§ Stored data entries:
*** Begin section ***
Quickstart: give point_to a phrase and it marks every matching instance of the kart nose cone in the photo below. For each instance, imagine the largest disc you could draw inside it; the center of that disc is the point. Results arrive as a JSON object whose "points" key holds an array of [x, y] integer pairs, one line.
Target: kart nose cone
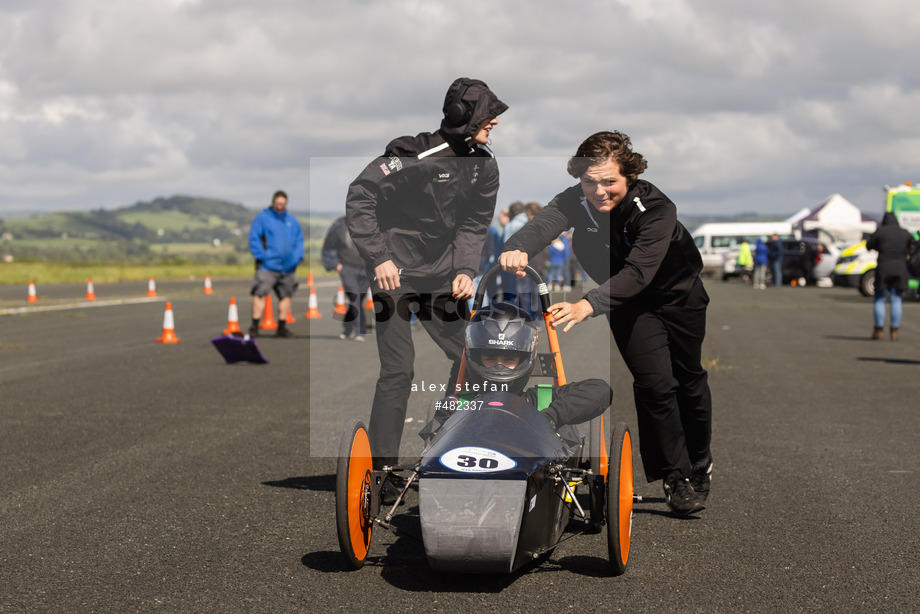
{"points": [[471, 525]]}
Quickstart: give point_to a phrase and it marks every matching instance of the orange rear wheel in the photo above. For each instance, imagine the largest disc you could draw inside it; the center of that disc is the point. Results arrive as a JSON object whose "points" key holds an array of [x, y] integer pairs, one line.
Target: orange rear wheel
{"points": [[353, 495], [619, 498]]}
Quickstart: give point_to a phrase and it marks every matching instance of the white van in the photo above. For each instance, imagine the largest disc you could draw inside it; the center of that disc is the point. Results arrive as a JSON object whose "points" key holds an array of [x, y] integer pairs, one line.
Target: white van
{"points": [[715, 239]]}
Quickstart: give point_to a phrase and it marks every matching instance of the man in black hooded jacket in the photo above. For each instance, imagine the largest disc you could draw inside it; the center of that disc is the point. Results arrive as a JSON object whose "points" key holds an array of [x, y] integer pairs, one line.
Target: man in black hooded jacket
{"points": [[891, 275], [418, 215]]}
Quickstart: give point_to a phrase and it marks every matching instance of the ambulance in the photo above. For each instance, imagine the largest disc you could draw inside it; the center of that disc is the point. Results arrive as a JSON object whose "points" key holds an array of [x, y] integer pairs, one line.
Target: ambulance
{"points": [[856, 265]]}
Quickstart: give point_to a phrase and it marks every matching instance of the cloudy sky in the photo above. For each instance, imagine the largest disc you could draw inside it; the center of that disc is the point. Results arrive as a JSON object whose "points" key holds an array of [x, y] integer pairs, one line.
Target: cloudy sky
{"points": [[766, 107]]}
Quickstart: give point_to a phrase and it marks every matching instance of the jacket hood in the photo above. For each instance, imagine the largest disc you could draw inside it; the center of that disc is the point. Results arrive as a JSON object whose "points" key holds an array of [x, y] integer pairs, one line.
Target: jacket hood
{"points": [[480, 98], [890, 219]]}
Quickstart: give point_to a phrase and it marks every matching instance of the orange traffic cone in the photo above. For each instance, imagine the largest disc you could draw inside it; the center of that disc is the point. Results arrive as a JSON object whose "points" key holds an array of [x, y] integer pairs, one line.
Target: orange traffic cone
{"points": [[340, 308], [33, 297], [313, 308], [233, 318], [169, 327], [268, 317]]}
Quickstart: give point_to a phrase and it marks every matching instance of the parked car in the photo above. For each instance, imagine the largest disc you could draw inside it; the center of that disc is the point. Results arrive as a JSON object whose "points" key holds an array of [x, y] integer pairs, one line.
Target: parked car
{"points": [[795, 251]]}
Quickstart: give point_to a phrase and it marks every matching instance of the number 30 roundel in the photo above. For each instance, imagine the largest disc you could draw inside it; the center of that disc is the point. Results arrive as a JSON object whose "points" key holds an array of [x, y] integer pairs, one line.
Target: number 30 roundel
{"points": [[476, 460]]}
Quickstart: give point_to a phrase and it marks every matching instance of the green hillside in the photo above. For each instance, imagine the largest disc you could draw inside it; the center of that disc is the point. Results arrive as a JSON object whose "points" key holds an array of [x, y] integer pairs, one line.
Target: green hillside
{"points": [[175, 229]]}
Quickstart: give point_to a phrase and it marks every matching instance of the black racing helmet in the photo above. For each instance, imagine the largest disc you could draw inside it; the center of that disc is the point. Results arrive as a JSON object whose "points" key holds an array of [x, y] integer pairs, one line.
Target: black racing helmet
{"points": [[502, 327]]}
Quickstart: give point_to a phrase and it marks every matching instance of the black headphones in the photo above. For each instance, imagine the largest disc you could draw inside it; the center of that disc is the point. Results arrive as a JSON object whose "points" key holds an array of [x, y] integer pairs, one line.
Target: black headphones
{"points": [[458, 111]]}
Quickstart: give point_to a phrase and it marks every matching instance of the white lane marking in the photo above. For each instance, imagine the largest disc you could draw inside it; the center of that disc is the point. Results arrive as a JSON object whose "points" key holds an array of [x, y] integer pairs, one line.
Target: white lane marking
{"points": [[81, 305]]}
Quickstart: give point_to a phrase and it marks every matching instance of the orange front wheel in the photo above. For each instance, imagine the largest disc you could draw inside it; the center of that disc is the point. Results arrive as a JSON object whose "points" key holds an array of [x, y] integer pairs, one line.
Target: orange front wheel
{"points": [[353, 495], [619, 498]]}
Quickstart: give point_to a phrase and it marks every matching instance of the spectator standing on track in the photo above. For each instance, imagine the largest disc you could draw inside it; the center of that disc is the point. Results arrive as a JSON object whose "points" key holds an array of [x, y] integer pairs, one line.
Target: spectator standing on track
{"points": [[629, 241], [418, 215], [891, 275], [745, 260], [340, 254], [775, 259], [761, 260], [276, 242]]}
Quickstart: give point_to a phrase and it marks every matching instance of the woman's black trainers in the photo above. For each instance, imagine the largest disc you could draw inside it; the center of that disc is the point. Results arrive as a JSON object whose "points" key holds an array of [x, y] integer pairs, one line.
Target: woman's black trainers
{"points": [[680, 496], [700, 480]]}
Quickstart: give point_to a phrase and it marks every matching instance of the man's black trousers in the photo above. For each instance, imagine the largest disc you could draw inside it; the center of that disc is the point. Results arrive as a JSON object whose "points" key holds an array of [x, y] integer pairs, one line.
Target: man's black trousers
{"points": [[662, 347], [444, 319]]}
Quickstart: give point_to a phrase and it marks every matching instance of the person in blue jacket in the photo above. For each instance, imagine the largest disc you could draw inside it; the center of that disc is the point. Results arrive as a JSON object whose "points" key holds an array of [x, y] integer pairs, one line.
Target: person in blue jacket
{"points": [[761, 261], [276, 242]]}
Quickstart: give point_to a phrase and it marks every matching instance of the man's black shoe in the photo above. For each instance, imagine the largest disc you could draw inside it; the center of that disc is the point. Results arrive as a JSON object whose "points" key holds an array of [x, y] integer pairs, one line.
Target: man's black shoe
{"points": [[700, 480], [681, 497]]}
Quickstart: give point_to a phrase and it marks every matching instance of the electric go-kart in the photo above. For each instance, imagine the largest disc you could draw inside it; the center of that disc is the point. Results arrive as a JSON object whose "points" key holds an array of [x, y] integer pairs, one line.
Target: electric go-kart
{"points": [[496, 484]]}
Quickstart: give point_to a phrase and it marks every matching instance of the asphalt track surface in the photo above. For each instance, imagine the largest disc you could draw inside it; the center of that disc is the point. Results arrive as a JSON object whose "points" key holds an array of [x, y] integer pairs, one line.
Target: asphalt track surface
{"points": [[142, 477]]}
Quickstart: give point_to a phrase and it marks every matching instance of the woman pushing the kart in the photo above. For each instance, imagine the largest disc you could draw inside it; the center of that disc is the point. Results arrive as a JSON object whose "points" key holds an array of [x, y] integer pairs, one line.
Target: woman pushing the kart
{"points": [[628, 239]]}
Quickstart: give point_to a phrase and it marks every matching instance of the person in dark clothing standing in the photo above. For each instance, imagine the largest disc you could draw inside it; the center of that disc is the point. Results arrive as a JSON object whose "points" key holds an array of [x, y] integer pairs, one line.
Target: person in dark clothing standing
*** End section ***
§ Instructions to follow: Give only the lines from the one holding "black shoe in" through the one holding "of the electric", each restated exactly as it appears above.

§ The answer:
Quickstart: give point_to a phrase and it marks every matching instance of the man's black shoe in the photo above. For each instance, imagine the largest disc you could draw inside it; the center of that disc is the point. Results arrive as a JSON object whose "points" key holds an array of [x, y] integer pairs, one line.
Target: man's black shoe
{"points": [[700, 480], [681, 497]]}
Quickstart: give point_to a phrase and it marks every matching instance of the electric go-kart in the photo above. For each instance, imagine the largest disc you could draw inside it; the center of that disc is the point. Results arrive as a JSON object whose "points" key holds an array of [x, y] integer pairs, one line.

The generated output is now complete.